=== WORKING DATA ===

━━━━━━━━━━━━━━━━

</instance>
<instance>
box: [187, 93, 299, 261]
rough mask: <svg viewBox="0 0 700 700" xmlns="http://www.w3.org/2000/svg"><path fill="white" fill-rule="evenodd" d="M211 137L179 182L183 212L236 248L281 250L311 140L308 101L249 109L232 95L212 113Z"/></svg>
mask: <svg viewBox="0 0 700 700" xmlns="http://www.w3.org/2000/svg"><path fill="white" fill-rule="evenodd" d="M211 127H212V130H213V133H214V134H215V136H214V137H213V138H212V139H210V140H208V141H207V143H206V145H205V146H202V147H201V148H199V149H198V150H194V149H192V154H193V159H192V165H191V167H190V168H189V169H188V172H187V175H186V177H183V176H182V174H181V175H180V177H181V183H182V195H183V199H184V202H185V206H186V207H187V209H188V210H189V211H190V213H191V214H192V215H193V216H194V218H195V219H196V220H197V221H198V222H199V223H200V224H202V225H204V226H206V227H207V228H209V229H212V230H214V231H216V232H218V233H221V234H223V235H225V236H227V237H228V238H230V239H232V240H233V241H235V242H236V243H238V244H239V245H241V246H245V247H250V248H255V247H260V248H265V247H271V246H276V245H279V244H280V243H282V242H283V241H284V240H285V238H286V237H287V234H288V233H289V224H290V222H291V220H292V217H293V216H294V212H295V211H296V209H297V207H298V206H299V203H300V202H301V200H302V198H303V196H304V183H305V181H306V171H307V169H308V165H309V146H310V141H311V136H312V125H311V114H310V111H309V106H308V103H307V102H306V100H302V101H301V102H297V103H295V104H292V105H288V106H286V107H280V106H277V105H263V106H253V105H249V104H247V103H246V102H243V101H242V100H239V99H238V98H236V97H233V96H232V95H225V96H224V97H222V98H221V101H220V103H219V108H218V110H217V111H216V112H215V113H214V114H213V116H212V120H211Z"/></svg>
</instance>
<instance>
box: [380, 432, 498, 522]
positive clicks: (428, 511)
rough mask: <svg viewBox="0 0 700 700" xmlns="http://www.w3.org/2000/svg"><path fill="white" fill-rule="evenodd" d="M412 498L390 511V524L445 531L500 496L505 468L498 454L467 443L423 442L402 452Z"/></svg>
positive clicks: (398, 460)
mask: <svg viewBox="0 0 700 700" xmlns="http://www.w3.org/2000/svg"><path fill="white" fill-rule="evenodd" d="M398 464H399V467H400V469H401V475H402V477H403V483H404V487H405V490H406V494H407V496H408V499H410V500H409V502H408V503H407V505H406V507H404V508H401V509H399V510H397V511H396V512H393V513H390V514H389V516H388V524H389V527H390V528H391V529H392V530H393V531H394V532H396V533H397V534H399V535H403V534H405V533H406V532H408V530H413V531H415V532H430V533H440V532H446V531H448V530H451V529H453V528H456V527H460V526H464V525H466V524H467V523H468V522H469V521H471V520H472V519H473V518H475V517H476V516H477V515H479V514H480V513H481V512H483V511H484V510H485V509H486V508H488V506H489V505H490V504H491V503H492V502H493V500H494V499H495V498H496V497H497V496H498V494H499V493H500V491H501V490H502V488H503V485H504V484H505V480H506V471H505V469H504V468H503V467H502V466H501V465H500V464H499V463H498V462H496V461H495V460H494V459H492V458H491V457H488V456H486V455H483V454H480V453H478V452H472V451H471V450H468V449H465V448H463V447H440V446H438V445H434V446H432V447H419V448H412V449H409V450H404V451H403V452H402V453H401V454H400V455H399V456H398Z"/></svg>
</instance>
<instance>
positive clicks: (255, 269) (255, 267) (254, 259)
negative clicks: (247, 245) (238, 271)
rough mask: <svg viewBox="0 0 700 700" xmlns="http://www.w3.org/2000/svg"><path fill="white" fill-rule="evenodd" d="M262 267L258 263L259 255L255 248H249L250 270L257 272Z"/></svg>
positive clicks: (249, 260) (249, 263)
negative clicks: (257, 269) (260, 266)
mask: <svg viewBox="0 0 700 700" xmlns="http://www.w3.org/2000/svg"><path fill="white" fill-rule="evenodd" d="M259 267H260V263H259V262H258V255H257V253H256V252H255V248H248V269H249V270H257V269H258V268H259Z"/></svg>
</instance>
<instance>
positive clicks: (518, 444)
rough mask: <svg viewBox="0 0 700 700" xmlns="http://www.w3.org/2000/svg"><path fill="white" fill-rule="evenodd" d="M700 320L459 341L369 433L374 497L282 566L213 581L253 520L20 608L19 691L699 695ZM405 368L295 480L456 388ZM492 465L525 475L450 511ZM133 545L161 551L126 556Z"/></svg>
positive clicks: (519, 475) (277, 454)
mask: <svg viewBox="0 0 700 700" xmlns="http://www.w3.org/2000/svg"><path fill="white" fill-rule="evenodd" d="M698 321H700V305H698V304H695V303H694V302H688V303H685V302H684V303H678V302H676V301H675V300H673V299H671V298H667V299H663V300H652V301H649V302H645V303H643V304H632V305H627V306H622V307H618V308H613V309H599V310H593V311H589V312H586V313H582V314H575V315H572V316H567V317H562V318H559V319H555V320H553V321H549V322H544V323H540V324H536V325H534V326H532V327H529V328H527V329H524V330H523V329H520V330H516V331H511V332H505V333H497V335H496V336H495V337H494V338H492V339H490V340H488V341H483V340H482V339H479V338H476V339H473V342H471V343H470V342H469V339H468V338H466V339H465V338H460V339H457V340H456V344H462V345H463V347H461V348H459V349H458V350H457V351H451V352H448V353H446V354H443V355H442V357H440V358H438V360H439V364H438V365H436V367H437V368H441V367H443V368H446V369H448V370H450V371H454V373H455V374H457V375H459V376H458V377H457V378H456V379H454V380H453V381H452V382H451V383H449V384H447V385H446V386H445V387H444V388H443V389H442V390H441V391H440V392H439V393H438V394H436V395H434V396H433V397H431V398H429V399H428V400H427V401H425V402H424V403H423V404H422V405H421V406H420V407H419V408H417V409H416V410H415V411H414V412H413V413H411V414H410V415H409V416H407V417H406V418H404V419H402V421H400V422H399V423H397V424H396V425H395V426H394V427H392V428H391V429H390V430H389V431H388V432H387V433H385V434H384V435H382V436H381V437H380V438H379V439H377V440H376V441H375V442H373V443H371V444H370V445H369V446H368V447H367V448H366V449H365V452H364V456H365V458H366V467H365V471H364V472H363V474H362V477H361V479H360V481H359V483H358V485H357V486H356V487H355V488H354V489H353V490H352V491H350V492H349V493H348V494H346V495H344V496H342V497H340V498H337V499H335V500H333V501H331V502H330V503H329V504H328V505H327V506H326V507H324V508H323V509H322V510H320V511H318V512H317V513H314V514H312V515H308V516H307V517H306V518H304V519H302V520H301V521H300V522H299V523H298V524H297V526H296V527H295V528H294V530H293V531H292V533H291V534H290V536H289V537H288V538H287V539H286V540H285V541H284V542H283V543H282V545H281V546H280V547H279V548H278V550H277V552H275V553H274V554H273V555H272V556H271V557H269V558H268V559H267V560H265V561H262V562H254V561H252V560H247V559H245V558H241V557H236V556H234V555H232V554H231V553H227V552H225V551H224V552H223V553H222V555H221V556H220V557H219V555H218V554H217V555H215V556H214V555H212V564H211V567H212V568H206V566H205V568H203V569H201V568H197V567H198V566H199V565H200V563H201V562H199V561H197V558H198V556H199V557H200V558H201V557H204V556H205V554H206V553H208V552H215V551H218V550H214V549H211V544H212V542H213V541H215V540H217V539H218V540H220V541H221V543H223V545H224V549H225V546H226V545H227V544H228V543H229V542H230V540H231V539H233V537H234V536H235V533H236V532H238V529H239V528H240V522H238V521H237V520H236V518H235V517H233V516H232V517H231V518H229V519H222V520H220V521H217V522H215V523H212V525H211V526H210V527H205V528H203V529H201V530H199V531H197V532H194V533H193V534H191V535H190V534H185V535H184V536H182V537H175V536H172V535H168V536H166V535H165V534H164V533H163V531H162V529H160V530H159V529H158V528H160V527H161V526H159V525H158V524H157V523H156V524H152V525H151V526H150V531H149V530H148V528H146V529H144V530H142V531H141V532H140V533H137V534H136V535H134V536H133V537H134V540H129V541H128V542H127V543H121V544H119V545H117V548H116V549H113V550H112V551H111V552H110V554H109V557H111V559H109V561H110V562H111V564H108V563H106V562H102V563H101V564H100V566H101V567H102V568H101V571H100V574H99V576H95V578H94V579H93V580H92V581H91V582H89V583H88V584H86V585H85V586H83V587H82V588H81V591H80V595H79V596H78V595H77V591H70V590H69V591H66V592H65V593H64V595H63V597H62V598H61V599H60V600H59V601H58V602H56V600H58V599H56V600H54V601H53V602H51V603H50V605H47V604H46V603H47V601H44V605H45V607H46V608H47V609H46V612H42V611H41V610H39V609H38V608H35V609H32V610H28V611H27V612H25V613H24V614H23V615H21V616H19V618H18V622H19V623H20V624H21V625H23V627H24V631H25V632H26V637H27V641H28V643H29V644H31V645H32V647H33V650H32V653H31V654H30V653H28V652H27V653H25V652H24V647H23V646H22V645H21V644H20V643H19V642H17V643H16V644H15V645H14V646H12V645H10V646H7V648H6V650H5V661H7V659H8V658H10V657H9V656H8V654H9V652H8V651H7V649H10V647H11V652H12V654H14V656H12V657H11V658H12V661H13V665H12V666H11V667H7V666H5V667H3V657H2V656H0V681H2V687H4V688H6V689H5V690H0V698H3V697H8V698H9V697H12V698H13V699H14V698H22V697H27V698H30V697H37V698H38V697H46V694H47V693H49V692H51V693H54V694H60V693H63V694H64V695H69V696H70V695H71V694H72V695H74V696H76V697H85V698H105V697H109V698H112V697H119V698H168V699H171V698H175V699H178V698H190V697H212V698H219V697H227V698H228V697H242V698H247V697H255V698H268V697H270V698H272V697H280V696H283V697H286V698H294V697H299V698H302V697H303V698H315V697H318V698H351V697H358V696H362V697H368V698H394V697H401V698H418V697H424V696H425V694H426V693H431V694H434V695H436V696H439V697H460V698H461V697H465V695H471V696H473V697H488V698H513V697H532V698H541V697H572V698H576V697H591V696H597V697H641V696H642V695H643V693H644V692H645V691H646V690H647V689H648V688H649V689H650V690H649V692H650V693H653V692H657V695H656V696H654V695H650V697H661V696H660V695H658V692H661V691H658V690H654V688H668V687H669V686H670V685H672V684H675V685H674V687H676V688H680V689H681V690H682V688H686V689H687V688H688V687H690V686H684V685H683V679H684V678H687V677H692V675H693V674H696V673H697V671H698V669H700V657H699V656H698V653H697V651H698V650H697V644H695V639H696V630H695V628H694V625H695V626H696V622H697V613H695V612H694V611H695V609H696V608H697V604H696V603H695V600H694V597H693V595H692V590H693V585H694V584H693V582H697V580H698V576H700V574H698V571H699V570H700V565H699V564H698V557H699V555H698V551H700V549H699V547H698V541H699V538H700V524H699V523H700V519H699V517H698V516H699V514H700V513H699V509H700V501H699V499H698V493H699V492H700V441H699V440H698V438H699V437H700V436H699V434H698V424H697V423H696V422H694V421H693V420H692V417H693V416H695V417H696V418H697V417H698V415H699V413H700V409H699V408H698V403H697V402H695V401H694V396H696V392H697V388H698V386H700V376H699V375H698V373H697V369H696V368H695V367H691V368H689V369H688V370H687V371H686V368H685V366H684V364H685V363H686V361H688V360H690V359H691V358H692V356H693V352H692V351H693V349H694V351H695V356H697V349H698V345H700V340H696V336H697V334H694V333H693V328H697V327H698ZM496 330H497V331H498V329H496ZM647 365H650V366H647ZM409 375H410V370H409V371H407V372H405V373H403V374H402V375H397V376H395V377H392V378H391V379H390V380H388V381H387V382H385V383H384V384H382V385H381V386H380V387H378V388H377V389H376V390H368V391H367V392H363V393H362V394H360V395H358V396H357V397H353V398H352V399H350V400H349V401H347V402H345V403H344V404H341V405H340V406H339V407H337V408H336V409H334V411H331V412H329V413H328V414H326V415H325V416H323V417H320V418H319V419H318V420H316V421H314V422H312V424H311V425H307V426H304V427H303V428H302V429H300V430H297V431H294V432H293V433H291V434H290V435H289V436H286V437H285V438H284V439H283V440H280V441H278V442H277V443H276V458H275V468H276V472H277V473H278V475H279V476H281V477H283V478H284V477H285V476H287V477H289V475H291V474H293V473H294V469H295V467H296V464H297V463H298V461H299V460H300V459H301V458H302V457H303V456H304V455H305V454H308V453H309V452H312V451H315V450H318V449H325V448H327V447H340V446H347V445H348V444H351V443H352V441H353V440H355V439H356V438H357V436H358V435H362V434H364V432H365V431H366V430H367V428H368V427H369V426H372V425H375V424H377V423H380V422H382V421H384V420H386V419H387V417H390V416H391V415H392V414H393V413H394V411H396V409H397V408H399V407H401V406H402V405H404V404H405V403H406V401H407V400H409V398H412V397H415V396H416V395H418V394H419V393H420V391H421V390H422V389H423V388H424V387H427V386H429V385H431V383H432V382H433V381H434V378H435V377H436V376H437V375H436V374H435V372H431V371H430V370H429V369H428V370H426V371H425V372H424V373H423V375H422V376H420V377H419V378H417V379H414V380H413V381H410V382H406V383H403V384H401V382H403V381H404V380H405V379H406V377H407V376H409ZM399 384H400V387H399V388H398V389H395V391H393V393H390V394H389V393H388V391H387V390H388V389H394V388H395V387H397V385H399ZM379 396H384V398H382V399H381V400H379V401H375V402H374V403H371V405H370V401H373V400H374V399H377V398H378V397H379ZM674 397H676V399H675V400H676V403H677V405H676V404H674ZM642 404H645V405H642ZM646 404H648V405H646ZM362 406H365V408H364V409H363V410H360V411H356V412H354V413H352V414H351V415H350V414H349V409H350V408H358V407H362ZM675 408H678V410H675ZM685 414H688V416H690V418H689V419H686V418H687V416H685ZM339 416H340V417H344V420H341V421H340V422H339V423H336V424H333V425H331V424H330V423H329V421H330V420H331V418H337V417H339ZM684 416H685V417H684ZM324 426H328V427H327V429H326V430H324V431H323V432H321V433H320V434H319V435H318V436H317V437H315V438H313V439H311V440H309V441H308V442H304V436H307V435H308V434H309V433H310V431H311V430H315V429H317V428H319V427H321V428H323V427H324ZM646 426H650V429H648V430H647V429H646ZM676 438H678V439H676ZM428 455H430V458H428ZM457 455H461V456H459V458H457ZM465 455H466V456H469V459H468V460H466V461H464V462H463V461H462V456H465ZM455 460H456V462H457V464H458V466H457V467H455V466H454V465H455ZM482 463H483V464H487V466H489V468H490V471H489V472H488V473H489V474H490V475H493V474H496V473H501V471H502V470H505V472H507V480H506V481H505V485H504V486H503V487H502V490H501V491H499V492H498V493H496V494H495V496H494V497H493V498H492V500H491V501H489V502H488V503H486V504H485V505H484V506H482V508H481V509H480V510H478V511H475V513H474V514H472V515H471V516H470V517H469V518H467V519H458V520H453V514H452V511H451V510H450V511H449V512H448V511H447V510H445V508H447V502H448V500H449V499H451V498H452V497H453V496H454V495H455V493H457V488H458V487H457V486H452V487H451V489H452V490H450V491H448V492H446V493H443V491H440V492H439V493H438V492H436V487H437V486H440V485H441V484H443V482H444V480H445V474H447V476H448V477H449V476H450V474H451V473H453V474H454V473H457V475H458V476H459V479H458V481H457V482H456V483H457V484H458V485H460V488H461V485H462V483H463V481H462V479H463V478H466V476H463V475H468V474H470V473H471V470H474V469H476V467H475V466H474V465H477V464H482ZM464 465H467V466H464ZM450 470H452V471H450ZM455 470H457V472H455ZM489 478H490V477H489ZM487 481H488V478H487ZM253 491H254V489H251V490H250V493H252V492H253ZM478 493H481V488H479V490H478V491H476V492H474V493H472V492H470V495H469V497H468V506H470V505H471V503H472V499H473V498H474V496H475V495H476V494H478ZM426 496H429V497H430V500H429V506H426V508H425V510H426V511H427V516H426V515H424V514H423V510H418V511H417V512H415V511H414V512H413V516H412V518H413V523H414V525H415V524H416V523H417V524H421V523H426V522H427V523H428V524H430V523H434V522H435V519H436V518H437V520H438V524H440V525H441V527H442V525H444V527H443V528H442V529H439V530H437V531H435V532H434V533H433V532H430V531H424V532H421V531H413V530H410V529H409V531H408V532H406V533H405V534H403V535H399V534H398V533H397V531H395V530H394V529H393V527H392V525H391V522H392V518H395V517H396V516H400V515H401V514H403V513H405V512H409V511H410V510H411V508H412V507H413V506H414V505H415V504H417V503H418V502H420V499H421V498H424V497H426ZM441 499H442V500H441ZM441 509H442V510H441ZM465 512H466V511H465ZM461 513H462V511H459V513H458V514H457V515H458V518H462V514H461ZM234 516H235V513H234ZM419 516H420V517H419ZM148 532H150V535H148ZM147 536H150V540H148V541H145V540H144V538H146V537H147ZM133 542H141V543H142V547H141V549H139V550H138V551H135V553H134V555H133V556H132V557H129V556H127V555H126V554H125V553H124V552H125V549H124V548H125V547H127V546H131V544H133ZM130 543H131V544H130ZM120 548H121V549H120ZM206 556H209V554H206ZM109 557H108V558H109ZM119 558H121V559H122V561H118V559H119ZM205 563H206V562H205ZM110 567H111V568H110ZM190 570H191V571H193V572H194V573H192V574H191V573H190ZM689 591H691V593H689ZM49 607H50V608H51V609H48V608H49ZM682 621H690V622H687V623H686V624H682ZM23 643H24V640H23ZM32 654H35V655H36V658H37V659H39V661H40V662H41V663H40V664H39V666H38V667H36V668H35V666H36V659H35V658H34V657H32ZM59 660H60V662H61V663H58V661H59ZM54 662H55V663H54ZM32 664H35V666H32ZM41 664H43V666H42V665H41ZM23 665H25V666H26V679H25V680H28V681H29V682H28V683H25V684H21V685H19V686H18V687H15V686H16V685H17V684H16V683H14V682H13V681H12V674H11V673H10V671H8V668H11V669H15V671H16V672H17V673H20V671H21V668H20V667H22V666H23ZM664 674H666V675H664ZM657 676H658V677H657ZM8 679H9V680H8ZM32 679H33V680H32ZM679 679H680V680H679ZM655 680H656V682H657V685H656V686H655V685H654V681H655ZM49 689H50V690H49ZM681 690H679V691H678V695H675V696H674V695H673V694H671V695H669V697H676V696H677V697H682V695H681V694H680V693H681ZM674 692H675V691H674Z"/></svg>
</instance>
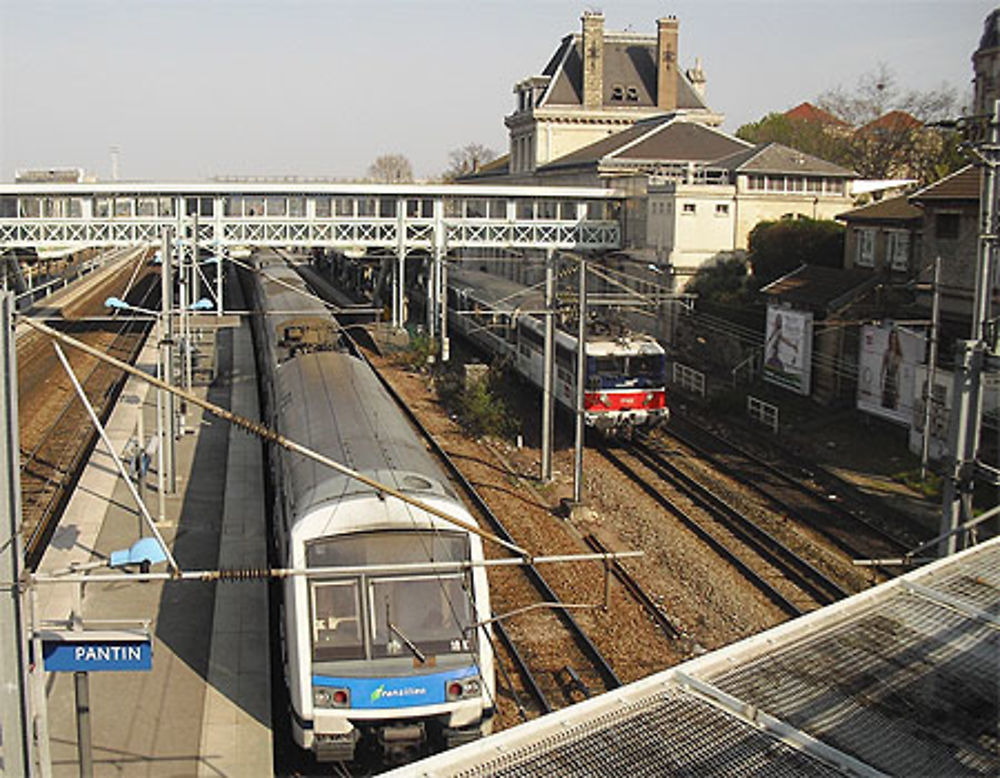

━━━━━━━━━━━━━━━━

Starting at the line that contains "negative clicks: (247, 245) (238, 271)" and stopping after the line that contains "320L459 341L369 433L374", write out every line exactly as it appears above, and no other line.

negative clicks: (247, 245) (238, 271)
rough mask: <svg viewBox="0 0 700 700" xmlns="http://www.w3.org/2000/svg"><path fill="white" fill-rule="evenodd" d="M262 267L258 263L259 255L255 248H249L250 270L257 272Z"/></svg>
positive clicks: (249, 260) (249, 263)
negative clicks: (257, 269) (260, 266)
mask: <svg viewBox="0 0 700 700" xmlns="http://www.w3.org/2000/svg"><path fill="white" fill-rule="evenodd" d="M259 267H260V263H259V262H258V255H257V253H256V252H255V248H248V269H249V270H257V269H258V268H259Z"/></svg>
</instance>
<instance>
positive clicks: (518, 444)
rough mask: <svg viewBox="0 0 700 700" xmlns="http://www.w3.org/2000/svg"><path fill="white" fill-rule="evenodd" d="M700 320L459 341L369 433L374 497L282 566L213 581L253 520L20 608L19 691L699 695ZM405 368L295 480L456 388ZM492 465L525 475L450 511ZM133 545L161 551L126 556Z"/></svg>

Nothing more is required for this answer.